■ TASK INSTRUCTIONS
Extract exactly and only the lines of the data below, starting at the line with "Can you find the antenna" and stopping after the final line.

■ RECORDS PROVIDED
######
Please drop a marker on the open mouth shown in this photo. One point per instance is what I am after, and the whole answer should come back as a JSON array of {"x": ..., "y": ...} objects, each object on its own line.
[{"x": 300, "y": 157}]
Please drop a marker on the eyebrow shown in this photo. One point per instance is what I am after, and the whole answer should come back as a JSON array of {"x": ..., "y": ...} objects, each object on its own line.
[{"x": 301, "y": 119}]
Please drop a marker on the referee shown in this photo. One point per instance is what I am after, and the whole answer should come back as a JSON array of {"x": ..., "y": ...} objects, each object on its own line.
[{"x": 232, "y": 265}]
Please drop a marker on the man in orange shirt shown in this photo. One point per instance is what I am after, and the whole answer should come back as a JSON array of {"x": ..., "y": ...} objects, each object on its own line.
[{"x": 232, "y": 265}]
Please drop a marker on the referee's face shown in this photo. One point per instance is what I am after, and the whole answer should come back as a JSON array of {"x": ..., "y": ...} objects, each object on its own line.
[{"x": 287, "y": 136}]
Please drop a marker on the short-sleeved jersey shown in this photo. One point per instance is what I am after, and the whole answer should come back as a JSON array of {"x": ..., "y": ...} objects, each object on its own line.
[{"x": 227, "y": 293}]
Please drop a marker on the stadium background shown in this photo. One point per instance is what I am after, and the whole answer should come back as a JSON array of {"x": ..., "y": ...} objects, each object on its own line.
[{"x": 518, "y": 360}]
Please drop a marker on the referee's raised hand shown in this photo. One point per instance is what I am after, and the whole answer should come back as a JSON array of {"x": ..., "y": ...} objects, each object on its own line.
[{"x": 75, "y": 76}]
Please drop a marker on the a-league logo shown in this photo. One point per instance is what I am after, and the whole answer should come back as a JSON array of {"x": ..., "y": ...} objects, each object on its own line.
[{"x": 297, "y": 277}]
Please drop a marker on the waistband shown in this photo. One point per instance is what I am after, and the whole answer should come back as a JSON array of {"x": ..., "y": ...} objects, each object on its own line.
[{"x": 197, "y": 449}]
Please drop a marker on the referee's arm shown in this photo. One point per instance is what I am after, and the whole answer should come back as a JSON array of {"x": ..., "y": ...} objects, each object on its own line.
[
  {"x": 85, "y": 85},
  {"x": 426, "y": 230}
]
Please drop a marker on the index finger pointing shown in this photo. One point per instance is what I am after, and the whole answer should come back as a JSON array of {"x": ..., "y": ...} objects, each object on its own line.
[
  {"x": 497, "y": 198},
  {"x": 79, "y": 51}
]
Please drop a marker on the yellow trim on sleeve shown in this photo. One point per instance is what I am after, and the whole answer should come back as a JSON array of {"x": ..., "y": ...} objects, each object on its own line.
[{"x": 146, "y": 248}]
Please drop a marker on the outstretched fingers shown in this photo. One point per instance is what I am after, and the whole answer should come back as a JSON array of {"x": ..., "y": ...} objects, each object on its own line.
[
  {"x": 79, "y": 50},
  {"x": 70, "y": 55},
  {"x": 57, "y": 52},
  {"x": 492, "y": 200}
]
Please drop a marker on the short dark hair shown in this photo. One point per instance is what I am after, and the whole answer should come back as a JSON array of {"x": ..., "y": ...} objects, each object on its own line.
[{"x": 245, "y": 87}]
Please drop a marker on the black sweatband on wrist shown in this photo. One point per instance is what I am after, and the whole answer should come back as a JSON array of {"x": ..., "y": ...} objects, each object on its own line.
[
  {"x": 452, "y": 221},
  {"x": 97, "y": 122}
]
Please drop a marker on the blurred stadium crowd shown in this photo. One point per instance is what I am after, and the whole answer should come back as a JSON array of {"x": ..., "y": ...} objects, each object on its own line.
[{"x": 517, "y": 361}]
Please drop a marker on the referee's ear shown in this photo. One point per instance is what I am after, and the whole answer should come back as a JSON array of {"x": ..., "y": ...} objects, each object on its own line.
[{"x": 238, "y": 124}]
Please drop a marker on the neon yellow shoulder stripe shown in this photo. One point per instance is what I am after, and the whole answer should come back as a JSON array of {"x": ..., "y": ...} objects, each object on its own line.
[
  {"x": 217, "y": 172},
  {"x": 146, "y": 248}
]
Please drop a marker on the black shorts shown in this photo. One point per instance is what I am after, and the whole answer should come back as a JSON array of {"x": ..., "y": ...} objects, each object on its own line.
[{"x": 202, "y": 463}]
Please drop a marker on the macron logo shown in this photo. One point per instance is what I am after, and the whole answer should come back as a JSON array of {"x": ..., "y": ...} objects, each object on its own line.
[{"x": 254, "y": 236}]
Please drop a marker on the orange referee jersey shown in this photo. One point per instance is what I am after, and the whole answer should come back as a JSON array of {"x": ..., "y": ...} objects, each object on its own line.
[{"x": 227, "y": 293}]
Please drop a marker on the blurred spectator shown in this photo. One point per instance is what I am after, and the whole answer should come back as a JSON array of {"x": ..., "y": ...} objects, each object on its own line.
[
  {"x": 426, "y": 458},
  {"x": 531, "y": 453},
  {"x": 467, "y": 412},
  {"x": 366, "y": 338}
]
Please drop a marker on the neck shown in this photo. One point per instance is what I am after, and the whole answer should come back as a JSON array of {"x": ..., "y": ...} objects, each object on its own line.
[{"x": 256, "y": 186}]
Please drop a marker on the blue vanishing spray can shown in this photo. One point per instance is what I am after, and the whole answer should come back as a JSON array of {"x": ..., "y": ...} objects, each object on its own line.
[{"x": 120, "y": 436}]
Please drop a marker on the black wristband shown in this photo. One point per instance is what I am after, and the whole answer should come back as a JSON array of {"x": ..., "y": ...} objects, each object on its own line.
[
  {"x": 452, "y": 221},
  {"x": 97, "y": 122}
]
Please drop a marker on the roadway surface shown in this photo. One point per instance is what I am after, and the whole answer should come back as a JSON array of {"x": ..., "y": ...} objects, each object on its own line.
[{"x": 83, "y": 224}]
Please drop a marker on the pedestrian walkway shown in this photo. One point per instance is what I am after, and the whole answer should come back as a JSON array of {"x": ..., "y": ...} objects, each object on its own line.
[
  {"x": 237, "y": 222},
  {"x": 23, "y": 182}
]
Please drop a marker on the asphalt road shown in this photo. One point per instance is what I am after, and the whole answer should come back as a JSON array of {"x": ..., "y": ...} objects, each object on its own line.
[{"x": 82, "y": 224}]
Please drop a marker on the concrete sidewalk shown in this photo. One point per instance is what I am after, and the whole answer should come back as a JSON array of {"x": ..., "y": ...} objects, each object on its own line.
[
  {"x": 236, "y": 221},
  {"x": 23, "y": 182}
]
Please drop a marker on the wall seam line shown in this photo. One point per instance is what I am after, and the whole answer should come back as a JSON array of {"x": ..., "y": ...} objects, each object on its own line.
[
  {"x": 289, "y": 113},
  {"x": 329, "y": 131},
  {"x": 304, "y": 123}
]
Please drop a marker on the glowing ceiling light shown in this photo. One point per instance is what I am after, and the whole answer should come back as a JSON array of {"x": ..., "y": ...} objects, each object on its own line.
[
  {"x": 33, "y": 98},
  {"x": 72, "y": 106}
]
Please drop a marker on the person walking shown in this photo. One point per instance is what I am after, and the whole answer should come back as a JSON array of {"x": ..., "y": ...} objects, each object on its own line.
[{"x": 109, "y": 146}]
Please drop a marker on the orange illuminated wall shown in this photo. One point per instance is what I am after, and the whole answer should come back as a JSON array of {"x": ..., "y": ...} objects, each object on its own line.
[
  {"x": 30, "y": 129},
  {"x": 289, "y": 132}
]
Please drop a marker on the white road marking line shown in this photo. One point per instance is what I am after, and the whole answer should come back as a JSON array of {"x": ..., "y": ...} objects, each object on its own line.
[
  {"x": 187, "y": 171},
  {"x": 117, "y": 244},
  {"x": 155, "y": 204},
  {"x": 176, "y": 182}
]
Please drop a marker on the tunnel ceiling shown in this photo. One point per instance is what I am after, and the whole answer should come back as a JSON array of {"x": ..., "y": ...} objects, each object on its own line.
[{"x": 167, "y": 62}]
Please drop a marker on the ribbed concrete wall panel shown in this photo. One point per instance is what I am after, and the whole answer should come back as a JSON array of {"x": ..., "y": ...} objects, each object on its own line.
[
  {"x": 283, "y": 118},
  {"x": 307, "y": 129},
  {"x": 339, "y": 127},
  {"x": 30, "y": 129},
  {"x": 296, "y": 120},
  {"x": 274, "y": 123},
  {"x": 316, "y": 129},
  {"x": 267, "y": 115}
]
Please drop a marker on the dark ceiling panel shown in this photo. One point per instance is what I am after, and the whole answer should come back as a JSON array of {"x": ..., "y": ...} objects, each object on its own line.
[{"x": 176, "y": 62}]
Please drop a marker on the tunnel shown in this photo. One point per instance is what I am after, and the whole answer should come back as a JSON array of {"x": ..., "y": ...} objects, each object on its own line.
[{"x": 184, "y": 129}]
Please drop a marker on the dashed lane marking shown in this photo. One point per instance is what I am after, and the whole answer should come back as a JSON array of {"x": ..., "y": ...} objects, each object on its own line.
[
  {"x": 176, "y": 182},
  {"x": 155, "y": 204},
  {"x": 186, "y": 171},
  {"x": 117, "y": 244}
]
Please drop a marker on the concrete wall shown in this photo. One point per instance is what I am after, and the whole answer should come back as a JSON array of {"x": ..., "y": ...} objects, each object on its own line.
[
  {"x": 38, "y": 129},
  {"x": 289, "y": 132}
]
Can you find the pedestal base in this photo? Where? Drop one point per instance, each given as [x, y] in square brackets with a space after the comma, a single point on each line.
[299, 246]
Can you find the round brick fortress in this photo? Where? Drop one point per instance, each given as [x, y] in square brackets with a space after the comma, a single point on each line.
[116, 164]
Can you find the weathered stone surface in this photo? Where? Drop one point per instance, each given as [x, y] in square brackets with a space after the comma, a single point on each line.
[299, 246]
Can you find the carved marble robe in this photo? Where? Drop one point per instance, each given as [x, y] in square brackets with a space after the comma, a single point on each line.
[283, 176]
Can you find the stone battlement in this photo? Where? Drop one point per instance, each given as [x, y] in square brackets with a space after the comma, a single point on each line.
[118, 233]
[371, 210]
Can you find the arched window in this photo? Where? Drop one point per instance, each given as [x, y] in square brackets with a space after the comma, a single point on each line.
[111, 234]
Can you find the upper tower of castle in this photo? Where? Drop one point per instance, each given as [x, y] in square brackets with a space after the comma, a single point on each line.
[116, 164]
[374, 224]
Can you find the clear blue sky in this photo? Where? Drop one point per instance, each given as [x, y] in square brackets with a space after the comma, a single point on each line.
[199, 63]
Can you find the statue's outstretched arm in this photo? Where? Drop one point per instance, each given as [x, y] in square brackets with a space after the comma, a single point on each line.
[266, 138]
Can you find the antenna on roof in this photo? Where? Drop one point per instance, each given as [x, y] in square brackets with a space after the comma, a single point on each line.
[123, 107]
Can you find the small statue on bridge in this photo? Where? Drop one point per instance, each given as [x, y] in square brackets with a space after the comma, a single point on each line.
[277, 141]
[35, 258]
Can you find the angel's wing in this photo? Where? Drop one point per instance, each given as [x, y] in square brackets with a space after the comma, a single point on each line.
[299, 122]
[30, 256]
######
■ FINISHED TASK
Can you find the antenna on roof in this photo? Where? Drop one point per instance, each given as [x, y] in square brackets with a space after the comma, a single point on each line.
[123, 107]
Can you find the small statue on bridge in this photo? Where? Drop one point per instance, each given as [x, y] in square brackets with a space after the comma, a single point on each line.
[277, 141]
[35, 258]
Can you find the angel's wing in this photo? Where? Drop one point per instance, each given as [x, y] in square brackets with a space after the comma, a single point on each line.
[299, 122]
[30, 256]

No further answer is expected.